HOW TO COMPLETE THIS TASK:
I'd like the records transcribed exactly, leaving the images out.

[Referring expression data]
▼▼▼
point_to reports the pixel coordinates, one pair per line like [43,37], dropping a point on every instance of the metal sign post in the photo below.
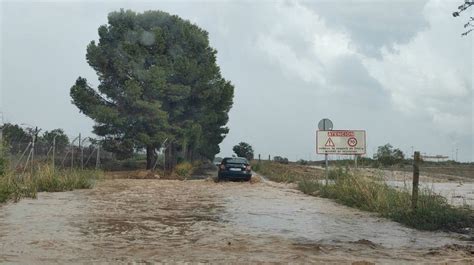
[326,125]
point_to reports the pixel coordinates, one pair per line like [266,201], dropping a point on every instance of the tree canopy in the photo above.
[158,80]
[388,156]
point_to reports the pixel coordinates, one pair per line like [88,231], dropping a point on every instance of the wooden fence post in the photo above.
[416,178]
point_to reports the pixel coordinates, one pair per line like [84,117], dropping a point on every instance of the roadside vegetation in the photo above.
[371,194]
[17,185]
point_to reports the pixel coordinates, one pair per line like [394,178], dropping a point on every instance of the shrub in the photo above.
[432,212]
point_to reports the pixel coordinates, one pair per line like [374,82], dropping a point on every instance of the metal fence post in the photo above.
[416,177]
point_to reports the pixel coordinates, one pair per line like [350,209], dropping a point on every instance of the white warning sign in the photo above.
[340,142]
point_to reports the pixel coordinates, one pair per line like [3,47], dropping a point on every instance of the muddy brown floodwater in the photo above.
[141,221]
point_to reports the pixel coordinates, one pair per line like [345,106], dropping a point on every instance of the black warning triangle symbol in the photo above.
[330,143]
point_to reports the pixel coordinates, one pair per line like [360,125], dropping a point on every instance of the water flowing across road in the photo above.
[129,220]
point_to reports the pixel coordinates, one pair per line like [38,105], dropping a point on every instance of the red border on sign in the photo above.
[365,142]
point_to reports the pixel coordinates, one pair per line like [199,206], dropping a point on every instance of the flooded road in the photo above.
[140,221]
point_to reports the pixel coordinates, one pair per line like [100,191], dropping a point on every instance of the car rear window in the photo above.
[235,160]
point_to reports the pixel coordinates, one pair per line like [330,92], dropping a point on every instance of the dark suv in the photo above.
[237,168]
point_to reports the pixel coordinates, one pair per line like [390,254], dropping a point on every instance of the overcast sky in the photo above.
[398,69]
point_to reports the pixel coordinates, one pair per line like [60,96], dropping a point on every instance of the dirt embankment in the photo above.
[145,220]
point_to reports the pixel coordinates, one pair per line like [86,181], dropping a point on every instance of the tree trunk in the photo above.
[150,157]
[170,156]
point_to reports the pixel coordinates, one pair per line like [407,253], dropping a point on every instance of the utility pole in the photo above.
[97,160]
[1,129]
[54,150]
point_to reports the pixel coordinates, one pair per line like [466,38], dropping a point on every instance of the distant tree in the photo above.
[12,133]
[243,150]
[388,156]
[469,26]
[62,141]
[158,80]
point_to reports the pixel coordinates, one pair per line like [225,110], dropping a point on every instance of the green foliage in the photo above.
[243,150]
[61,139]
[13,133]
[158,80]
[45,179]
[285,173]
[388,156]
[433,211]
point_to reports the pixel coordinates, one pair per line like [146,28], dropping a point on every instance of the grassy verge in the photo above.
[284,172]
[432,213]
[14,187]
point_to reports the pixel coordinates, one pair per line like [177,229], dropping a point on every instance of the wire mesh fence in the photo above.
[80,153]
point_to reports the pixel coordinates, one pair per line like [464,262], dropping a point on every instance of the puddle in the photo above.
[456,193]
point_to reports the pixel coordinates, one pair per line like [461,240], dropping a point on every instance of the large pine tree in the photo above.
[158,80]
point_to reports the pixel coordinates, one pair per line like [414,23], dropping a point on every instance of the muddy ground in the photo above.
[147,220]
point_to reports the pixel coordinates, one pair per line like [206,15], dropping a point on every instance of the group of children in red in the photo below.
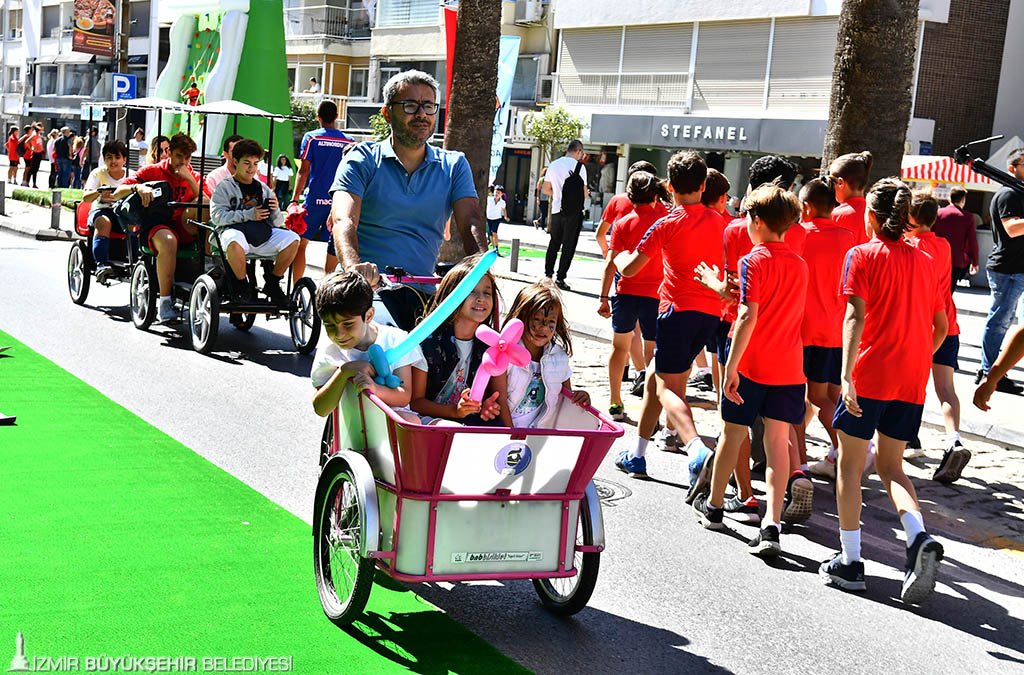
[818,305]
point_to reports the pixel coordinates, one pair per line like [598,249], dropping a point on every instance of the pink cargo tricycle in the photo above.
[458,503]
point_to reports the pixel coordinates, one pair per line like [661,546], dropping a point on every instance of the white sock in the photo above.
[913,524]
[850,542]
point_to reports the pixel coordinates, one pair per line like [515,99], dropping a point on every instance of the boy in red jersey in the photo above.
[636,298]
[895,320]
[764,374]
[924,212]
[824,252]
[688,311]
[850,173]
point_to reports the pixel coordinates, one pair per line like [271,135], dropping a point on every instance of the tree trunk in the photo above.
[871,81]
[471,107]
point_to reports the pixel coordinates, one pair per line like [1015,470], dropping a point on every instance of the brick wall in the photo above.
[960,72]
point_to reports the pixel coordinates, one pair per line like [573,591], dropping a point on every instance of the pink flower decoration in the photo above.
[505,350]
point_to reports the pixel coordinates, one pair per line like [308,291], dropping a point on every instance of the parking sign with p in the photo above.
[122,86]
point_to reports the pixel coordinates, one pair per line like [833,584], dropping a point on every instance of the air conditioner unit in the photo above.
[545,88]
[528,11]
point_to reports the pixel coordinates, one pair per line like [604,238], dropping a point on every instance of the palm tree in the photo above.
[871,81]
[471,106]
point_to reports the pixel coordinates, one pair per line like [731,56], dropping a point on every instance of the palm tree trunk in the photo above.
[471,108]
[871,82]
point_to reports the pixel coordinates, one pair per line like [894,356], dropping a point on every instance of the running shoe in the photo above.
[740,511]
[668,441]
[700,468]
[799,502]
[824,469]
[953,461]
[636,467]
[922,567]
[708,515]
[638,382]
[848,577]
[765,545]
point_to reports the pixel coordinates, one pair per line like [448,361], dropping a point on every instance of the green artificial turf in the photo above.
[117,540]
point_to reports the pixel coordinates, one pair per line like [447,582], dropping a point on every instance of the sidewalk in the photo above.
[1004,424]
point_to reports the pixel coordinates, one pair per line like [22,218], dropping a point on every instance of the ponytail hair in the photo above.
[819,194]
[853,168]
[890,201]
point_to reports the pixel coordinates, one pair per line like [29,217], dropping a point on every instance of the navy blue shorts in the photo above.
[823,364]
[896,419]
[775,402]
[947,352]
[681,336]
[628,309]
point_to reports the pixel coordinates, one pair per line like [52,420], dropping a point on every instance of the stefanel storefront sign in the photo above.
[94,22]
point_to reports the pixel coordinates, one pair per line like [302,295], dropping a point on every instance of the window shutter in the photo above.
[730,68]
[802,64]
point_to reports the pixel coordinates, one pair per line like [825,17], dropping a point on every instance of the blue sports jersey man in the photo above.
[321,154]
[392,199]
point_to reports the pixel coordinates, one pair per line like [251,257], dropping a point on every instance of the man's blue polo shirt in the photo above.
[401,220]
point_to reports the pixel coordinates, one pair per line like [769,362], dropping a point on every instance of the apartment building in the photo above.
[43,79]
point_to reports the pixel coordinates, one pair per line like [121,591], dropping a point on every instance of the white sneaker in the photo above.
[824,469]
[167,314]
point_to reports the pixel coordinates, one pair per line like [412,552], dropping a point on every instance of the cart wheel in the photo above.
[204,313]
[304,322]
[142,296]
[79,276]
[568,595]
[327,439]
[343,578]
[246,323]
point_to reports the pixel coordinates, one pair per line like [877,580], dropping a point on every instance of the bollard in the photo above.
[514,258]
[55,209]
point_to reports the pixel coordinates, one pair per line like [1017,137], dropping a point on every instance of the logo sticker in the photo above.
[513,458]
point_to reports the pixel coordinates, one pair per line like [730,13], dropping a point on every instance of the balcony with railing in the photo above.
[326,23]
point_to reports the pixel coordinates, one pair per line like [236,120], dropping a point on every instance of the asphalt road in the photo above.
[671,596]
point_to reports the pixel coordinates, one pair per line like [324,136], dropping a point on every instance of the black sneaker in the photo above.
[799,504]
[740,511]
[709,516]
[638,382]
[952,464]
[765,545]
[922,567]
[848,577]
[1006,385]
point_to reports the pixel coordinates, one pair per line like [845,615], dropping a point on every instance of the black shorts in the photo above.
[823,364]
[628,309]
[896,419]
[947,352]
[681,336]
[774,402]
▲▲▲
COMPLETED EXERCISE:
point_to reports the pixel coordinates, one pair per line like [43,37], dropping a point on every instance of the metal sign post in the photo below.
[326,125]
point_to reports the pixel coordinates, one pair per line like [266,201], dropping a point on every instance of the tree canopy in the photo above.
[158,80]
[388,156]
point_to reports the pixel coordinates, one pair per line like [88,231], dropping a point on every instance of the wooden fence post in the photo above.
[416,178]
point_to reports the pixel coordinates, one pair per line like [84,117], dropping a point on every instance of the roadside vegetation in the photo above.
[371,194]
[17,185]
point_to reports the pixel coordinates, one pair per line like [394,178], dropping a point on every instance of the shrub in the photo above.
[432,212]
point_to reports the pixel coordinates, one pair per line like [374,82], dropping a point on every instance of the metal fence post in the photo above.
[416,177]
point_to reports the pixel coordinates, one pair per line like [350,209], dropping a point on every instance of the white warning sign in the photo above.
[340,142]
point_to reports the pixel coordinates, one pair per line like [3,47], dropping a point on every instance of the muddy brown floodwater in the photo above.
[141,221]
point_to reports the pixel coordinates, one pair per line like [345,106], dropping a point on every instance of the black warning triangle symbol in the photo above.
[330,143]
point_to reports the pixel coordinates, one pair per line like [360,125], dropping a point on every instance of the water flowing across road in the photo above.
[129,220]
point_to reports the pixel coordinates, one pair per line like [38,105], dropping a point on every instance of the red border on sign in the photo above.
[365,142]
point_to reports the pixel coordinates, one pair per line like [199,206], dropping a point on every instance of the flooded road in the photo above.
[140,221]
point_to reports the pixel coordinates, one pair per line like [100,191], dropping a point on every instance of the car rear window in the photo above.
[235,160]
point_to reports the pixel coordinates, one pair per line like [330,92], dropping a point on every instance of the dark suv in the photo above.
[237,168]
point_to reports the pixel coordinates, one pair per line like [390,254], dropping a point on every instance of the overcast sky in the photo above.
[398,69]
point_to reports the pixel coordinates, one pair per line like [60,96], dropping a point on every instance of the dirt embankment in the photo above.
[145,220]
point_to reports the pixel coordinates, one pair per line like [86,181], dropping a point on every instance of the tree trunk in the photo above.
[150,157]
[170,156]
point_to reports the pixel coordinates, one pair per line like [407,253], dropping a point on every instance of the utility pole in the photo above.
[97,160]
[1,129]
[54,150]
point_to reports the pixel coordinates, one pair per line like [466,38], dropping a point on every instance of the distant tree in the photo above.
[12,133]
[243,150]
[388,156]
[469,26]
[62,141]
[158,80]
point_to reports the pixel coordinates, one pair per line like [225,110], dropping a point on every instance of the green foliage in the photo above.
[243,150]
[61,139]
[13,133]
[158,80]
[45,179]
[285,173]
[388,156]
[433,211]
point_to reports the pixel coordinates, one pair per line like [146,28], dropping a point on every instance of the grassy verge in the photo above.
[284,172]
[432,213]
[14,187]
point_to reports the pixel coordinates, one pair per line like [177,229], dropping a point on every instance of the wire mesh fence in the photo above.
[80,153]
point_to reports the pixel coordinates, one pair per line like [464,262], dropping a point on every instance of the puddle in the photo above.
[456,193]
point_to reports the pixel coordinates, one pair per line like [461,240], dropping a point on every instance of the large pine tree in the photo above.
[158,80]
point_to reports the pixel coordinates, one pair per line like [414,23], dropping a point on every instance of the muddy ground in the photo above.
[147,220]
point_to reports the pixel coordinates, one pair per line like [206,15], dropping a point on every instance of the group of children in red in the photo below.
[818,305]
point_to reports the pixel coordinates, one pair per line like [598,249], dropping a point on every instance of the pink cargo tricycle in the photo above.
[458,503]
point_to reports the pixel coordinates, one pair per line like [661,546], dropping a point on every instance of the white sock in the photo above.
[913,524]
[850,542]
point_to reports the pixel coordinates, one pair per line like [515,99], dropping a point on every instance of the boy in red jersey in the photo above.
[636,298]
[895,320]
[764,374]
[924,212]
[824,252]
[688,311]
[850,173]
point_to reports the pixel coordinates, one pair per line like [271,135], dropping a point on every instance of the tree trunk in the photo above.
[871,81]
[471,107]
point_to reports the pixel coordinates, one pair per line like [1015,470], dropping a point on every instance of the brick wall in the photo above.
[960,72]
point_to reports the pixel coordinates, one pair per line like [573,591], dropping a point on every instance of the pink flower decoration in the photo above.
[505,350]
point_to reports the pixel coordinates, one pair per line like [308,291], dropping a point on every instance of the parking sign with p in the photo above.
[122,86]
point_to reports the pixel coordinates, one pair per line like [833,584], dropping a point on every instance of the air conditioner unit in the photo above.
[545,88]
[528,11]
point_to reports the pixel coordinates, one pair per line like [604,238], dropping a point on every instance of the palm tree in the photo above.
[871,81]
[471,106]
point_to reports the pixel coordinates, one pair per line like [731,56], dropping a point on every instance of the palm tree trunk in the photo above.
[471,108]
[871,82]
point_to reports the pixel coordinates, one pair per line like [894,356], dropping a point on every instance of the running shoe in the photo above.
[740,511]
[668,441]
[700,468]
[799,502]
[824,469]
[953,461]
[636,467]
[922,567]
[708,515]
[638,382]
[848,577]
[765,545]
point_to reports the pixel coordinates, one pair per line like [448,361], dropping a point on every instance of the green artificial turf in the photo above.
[117,540]
point_to reports the pixel coordinates, one pair per line like [447,582], dropping a point on every instance of the sidewalk in the photo above.
[1004,424]
point_to reports the pixel coordinates, one pair per line like [22,218], dropping a point on every instance of the ponytail hair in the photo above.
[819,194]
[853,168]
[890,201]
point_to reports the pixel coordinates, one pair per line like [29,217], dropping a point on every instance of the navy blue shorts in the photo above.
[823,364]
[896,419]
[775,402]
[947,352]
[681,336]
[628,309]
point_to reports the pixel coordinates, one pair per line like [52,420], dropping a point on every instance of the stefanel storefront sign in the photo above.
[94,22]
point_to reports the pixel coordinates, one pair per line like [302,295], dropping a point on every instance of the window shutter in the photo above.
[730,68]
[802,64]
point_to reports the pixel coordinates, one pair per line like [825,17], dropping a point on every instance of the blue sports jersey man in the photo above.
[321,154]
[392,199]
point_to reports the pixel coordinates, one pair per line like [251,257], dropping a point on every instance of the man's blue polo shirt in the photo above.
[401,220]
point_to reports the pixel coordinates, one pair per line like [769,362], dropping a point on every instance of the apartment building in the photo above.
[43,79]
point_to reports the pixel coordinates, one pair per line like [121,591], dropping a point on every instance of the white sneaker in the photo above.
[824,469]
[167,314]
point_to reports the pixel coordinates, one pair per line like [412,552], dropping a point on every instance of the cart wheel in the photo above.
[204,313]
[304,322]
[142,296]
[79,276]
[568,595]
[327,439]
[343,578]
[246,323]
point_to reports the pixel coordinates, one pair per line like [877,580], dropping a point on every instance of the bollard in the photo above.
[514,258]
[55,209]
point_to reports the pixel coordinates, one pair per line like [1017,137], dropping a point on every instance of the logo sticker in the photo above.
[513,458]
point_to reports the pixel coordinates, one pair per line like [730,13], dropping a point on every instance of the balcony with railing in the photo above.
[326,23]
point_to reports the pixel coordinates, one pair per line like [236,120], dropping a point on every instance of the asphalt road in the photo above.
[671,596]
point_to reports the pixel coordinates, one pair per line like [324,136], dropping a point on every instance of the black sneaker in the photo above.
[799,504]
[740,511]
[709,516]
[638,382]
[952,464]
[765,545]
[922,567]
[848,577]
[1006,385]
point_to reports the pixel coordinates, one pair per line like [845,615], dropping a point on every instance of the black shorts in the photo above.
[823,364]
[628,309]
[896,419]
[947,352]
[681,336]
[774,402]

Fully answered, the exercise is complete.